START Given entries

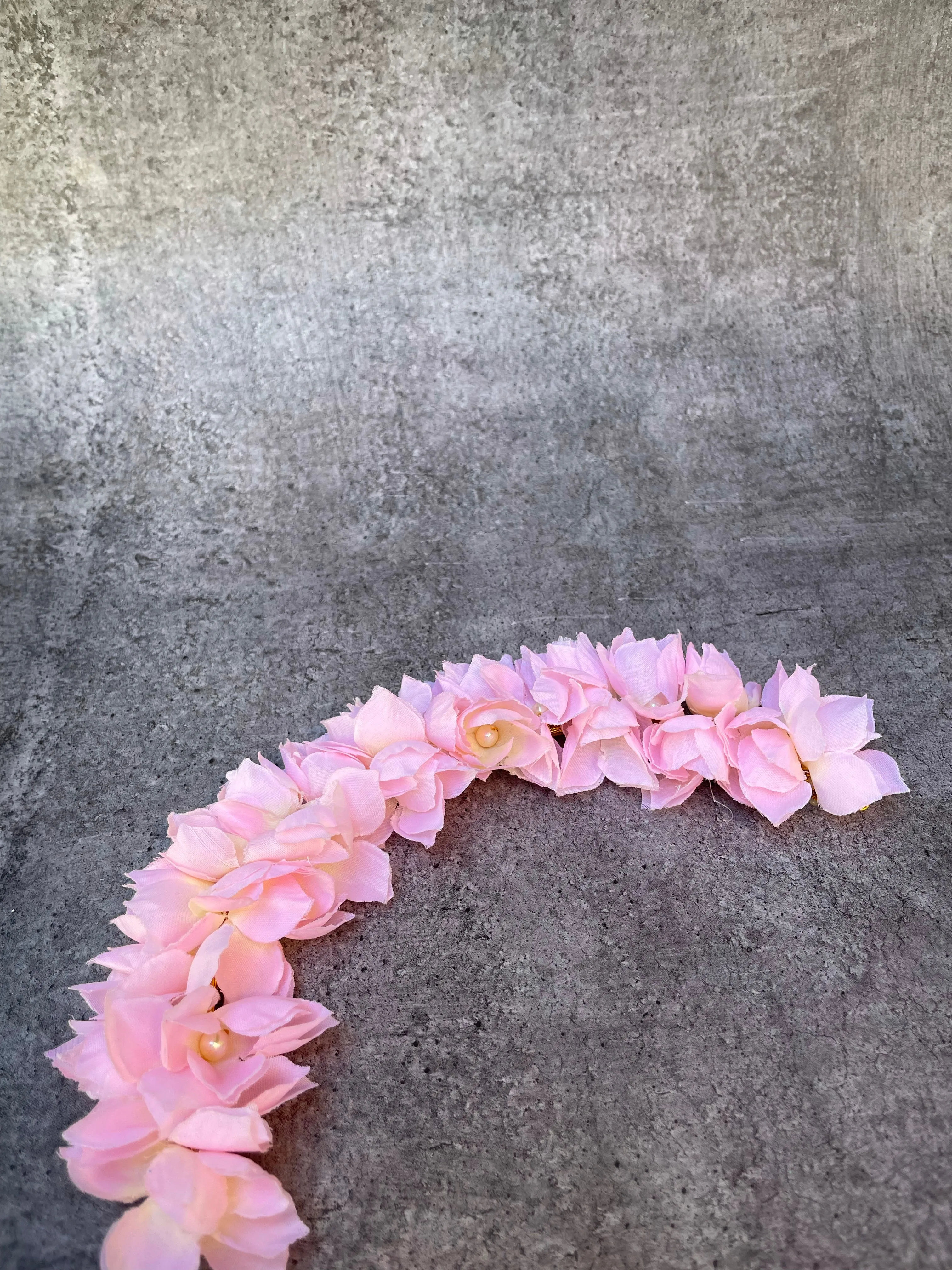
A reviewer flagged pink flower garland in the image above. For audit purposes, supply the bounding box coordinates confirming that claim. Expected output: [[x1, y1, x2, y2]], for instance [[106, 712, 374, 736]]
[[48, 630, 908, 1270]]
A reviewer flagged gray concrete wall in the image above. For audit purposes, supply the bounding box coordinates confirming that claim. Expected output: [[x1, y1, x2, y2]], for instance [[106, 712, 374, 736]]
[[0, 0, 952, 1270]]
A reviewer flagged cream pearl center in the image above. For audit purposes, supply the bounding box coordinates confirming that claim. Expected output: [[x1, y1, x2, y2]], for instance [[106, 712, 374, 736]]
[[198, 1027, 229, 1063]]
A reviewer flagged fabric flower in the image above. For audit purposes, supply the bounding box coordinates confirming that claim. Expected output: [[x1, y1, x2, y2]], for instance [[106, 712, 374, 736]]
[[517, 632, 612, 724], [641, 715, 730, 811], [102, 1147, 307, 1270], [763, 662, 909, 815], [190, 842, 394, 944], [327, 688, 476, 847], [556, 697, 658, 795], [684, 644, 760, 719], [598, 627, 684, 721], [425, 657, 558, 789], [715, 705, 812, 826]]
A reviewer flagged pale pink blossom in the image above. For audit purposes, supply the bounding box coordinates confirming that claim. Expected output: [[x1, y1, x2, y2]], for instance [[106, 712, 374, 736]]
[[332, 683, 475, 847], [515, 632, 612, 724], [684, 644, 760, 719], [556, 697, 658, 795], [60, 1041, 314, 1199], [190, 841, 394, 944], [598, 627, 684, 721], [425, 657, 558, 789], [715, 705, 812, 826], [763, 662, 909, 815], [641, 715, 730, 811], [102, 1147, 307, 1270]]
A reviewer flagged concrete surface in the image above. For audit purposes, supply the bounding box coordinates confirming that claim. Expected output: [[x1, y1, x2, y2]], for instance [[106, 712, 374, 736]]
[[0, 0, 952, 1270]]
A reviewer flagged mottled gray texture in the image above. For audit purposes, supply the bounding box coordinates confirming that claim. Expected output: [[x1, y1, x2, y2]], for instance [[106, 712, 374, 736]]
[[0, 0, 952, 1270]]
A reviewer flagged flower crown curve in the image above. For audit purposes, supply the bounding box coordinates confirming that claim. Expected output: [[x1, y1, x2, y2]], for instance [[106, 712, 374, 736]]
[[47, 630, 908, 1270]]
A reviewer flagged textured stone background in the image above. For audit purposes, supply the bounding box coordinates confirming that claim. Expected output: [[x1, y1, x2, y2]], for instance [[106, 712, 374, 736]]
[[0, 0, 952, 1270]]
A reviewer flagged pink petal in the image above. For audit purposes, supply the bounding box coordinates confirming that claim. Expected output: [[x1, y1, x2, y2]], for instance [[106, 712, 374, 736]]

END Given entries

Directive -
Rescale the records from the line with "A reviewer flagged gray" to the line with "[[198, 1027, 229, 1063]]", both included, writing out only those lines with the requests unchanged. In the answers, multiply every bounding box coordinate by 2.15 and round to whole numbers, with halves rounded up.

The answer -
A reviewer flagged gray concrete wall in the image above. For audit purposes, supply the bounding box coordinates confirming that claim. Expected output: [[x1, y1, x2, y2]], for instance [[106, 712, 374, 736]]
[[0, 0, 2047, 2731]]
A reviewer flagged cream pearl center in the image above. For audit purposes, supply the bounding box coordinates confirming that claim. Expected output: [[x1, y1, x2, y2]], for instance [[106, 712, 374, 736]]
[[426, 2208, 492, 2285]]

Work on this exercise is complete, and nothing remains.